**Data shown:**
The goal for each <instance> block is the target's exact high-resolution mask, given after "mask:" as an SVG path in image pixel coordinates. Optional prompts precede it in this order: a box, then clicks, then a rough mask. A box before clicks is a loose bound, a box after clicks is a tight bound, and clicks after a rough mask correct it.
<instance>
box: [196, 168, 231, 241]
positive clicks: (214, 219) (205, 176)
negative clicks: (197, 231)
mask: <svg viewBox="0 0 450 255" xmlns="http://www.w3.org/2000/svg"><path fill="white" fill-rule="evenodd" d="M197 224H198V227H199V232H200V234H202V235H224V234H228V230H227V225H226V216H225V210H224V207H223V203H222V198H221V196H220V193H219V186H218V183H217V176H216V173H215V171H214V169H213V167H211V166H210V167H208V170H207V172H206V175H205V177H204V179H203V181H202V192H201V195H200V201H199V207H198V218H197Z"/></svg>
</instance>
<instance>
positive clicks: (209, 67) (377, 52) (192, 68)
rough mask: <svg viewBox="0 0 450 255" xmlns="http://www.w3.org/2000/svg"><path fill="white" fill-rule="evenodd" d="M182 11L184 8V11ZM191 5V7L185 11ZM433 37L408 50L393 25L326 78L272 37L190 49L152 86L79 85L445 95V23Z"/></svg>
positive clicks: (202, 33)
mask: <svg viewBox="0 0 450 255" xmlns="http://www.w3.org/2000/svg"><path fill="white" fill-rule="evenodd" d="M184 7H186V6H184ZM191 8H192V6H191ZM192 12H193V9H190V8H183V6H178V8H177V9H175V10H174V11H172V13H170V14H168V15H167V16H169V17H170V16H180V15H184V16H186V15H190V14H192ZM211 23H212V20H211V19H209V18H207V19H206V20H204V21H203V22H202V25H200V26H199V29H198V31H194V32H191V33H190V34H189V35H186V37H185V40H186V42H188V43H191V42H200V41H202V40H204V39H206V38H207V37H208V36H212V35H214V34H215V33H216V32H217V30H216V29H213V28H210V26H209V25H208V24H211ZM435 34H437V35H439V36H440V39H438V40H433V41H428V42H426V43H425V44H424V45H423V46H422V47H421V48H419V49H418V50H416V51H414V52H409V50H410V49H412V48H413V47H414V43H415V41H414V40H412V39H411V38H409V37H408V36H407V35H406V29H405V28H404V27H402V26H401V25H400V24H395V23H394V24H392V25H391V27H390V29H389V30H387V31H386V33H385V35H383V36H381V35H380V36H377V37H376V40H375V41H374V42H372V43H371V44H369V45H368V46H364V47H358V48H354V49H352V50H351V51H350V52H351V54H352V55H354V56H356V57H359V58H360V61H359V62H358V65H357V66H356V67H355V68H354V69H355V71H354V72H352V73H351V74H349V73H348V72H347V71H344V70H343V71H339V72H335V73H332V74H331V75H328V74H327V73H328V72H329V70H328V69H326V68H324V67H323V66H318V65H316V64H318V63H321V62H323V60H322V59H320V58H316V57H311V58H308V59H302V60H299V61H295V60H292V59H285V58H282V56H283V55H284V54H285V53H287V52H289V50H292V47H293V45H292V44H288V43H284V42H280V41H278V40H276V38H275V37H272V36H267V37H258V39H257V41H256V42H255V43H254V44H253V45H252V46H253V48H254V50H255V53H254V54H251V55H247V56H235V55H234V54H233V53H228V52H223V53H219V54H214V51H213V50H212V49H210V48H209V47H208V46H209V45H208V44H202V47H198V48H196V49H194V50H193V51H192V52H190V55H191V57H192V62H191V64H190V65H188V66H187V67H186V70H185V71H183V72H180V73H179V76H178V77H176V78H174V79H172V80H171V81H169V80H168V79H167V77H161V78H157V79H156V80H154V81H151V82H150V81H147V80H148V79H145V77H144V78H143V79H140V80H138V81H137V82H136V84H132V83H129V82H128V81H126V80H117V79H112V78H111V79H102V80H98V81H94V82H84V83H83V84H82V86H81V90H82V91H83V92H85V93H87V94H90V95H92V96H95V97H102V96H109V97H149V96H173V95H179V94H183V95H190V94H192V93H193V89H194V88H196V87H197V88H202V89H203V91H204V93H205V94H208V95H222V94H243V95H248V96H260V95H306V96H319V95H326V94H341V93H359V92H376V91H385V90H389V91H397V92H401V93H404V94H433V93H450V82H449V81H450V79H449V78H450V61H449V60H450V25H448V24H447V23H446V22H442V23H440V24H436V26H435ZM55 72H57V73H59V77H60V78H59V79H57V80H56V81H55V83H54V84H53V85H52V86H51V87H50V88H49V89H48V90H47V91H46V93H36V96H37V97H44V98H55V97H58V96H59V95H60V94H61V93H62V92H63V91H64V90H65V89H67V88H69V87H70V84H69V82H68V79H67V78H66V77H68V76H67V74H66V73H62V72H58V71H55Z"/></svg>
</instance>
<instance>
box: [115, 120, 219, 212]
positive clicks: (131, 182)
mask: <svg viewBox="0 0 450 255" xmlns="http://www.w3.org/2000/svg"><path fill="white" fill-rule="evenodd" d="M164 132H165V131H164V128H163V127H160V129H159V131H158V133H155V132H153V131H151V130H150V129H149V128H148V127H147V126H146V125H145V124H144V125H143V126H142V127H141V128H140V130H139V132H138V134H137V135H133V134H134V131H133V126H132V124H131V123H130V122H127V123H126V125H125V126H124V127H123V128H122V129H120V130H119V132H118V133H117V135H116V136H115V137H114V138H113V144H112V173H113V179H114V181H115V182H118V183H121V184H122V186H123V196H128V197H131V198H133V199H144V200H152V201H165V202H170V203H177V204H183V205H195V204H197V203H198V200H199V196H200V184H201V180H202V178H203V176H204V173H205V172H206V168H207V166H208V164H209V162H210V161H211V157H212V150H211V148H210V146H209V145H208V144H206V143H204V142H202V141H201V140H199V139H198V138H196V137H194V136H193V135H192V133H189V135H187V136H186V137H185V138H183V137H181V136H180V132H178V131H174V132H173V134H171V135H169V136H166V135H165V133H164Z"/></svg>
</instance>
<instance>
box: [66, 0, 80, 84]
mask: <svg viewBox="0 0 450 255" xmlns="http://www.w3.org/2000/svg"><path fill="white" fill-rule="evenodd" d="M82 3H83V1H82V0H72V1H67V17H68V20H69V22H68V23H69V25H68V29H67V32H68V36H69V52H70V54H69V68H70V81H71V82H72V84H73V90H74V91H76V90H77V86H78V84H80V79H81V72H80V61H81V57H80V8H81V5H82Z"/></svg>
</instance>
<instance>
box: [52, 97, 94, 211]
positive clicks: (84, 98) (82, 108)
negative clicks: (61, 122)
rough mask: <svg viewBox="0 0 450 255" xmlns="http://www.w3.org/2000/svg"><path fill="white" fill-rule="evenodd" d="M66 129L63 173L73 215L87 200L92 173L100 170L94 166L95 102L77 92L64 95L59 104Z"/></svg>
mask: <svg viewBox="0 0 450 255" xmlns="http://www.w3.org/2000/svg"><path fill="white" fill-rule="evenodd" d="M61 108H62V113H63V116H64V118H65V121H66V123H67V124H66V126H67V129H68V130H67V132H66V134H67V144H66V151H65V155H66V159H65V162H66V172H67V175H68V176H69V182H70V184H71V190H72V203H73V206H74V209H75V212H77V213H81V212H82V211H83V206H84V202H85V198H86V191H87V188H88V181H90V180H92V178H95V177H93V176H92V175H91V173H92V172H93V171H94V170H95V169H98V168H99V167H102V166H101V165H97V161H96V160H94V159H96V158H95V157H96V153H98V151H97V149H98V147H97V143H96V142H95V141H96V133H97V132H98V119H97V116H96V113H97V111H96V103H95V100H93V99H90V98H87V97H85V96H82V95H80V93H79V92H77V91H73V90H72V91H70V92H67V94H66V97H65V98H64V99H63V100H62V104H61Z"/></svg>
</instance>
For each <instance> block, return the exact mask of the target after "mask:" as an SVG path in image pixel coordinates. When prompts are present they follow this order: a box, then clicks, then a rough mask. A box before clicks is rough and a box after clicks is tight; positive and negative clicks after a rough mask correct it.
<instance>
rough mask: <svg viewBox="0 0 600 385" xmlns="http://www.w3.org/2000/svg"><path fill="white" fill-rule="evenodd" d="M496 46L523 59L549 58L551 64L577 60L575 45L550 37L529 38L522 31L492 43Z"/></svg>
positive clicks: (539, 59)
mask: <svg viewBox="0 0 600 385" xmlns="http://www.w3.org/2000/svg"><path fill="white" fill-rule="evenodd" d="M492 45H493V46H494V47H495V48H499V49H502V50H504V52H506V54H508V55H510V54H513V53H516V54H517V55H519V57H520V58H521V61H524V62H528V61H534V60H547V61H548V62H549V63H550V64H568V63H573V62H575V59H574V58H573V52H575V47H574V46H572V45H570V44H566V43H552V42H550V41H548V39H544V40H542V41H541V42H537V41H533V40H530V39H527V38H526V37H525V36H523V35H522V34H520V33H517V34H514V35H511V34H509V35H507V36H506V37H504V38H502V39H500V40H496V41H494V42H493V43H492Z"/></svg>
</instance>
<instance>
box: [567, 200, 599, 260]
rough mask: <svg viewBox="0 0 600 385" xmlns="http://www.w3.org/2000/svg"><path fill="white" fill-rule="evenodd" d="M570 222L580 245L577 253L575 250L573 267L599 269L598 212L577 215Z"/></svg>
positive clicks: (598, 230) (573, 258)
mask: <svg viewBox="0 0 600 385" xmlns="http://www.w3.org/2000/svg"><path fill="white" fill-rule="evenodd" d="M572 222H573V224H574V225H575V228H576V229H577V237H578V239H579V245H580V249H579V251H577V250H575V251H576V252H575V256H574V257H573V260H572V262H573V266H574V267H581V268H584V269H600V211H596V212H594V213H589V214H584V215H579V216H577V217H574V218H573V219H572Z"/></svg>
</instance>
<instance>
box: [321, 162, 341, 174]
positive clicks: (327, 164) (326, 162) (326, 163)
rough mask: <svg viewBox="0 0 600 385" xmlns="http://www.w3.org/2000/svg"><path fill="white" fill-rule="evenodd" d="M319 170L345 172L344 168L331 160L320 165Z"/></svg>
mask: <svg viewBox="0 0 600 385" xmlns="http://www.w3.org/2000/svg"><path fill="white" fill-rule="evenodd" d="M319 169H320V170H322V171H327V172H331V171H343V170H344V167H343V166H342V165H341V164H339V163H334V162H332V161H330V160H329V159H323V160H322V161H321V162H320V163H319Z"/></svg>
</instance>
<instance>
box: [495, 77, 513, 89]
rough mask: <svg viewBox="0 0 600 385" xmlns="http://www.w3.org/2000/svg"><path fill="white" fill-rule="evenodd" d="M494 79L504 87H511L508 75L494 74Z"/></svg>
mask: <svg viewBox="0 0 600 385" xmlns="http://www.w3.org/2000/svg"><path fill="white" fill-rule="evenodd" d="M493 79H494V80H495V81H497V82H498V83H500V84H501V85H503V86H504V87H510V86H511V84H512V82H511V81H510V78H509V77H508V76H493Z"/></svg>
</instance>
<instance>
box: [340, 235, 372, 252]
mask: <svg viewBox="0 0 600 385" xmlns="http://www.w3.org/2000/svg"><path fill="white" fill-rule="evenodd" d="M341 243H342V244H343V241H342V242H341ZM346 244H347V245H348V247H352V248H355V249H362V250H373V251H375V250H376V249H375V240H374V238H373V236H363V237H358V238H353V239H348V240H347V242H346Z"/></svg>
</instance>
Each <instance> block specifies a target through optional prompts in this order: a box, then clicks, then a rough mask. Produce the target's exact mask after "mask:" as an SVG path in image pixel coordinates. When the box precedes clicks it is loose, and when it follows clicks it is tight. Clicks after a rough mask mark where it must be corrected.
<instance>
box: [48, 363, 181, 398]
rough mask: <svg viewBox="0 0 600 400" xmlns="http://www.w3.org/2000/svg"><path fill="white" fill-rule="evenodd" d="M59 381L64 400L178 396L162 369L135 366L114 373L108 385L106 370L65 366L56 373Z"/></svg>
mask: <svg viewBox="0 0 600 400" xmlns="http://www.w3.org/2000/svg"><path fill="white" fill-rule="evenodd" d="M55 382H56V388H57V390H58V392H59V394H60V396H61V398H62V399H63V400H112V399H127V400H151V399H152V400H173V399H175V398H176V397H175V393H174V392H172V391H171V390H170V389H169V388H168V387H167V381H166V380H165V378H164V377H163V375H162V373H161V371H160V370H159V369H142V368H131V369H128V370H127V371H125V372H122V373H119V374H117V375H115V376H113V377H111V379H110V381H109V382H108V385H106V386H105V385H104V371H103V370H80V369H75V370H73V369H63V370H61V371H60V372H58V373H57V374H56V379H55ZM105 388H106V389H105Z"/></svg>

**The problem:** When you reach the line with "170L345 172L344 168L331" in the records above, start writing out lines exactly, and stop once the line with "box: [48, 363, 181, 398]" has been written; include nothing else.

**Result of this exercise:**
rough mask: <svg viewBox="0 0 600 385" xmlns="http://www.w3.org/2000/svg"><path fill="white" fill-rule="evenodd" d="M319 170L345 172L344 168L331 160L320 165Z"/></svg>
mask: <svg viewBox="0 0 600 385" xmlns="http://www.w3.org/2000/svg"><path fill="white" fill-rule="evenodd" d="M319 169H320V170H322V171H327V172H331V171H343V170H344V167H343V166H342V165H341V164H339V163H334V162H332V161H330V160H329V159H323V160H322V161H321V162H320V163H319Z"/></svg>
</instance>
<instance>
box: [495, 77, 513, 89]
rough mask: <svg viewBox="0 0 600 385" xmlns="http://www.w3.org/2000/svg"><path fill="white" fill-rule="evenodd" d="M494 79L504 87H511L508 75L494 74Z"/></svg>
mask: <svg viewBox="0 0 600 385" xmlns="http://www.w3.org/2000/svg"><path fill="white" fill-rule="evenodd" d="M493 79H494V80H495V81H497V82H498V83H500V84H501V85H503V86H504V87H510V86H511V84H512V82H511V81H510V78H509V77H508V76H493Z"/></svg>
</instance>
<instance>
box: [340, 235, 372, 252]
mask: <svg viewBox="0 0 600 385" xmlns="http://www.w3.org/2000/svg"><path fill="white" fill-rule="evenodd" d="M341 243H342V244H343V241H342V242H341ZM346 244H347V245H348V247H352V248H355V249H362V250H373V251H375V250H376V249H375V240H374V238H373V236H363V237H358V238H353V239H348V240H347V242H346Z"/></svg>
</instance>
Each <instance> block specifies a target through optional prompts in this order: a box, then clicks, then a rough mask. Produce the target's exact mask after "mask:" as an SVG path in image pixel coordinates. When the box precedes clicks it is loose, and when it follows clicks it is tight. Clicks after a rough mask mark where it must be corrected.
<instance>
box: [48, 363, 181, 398]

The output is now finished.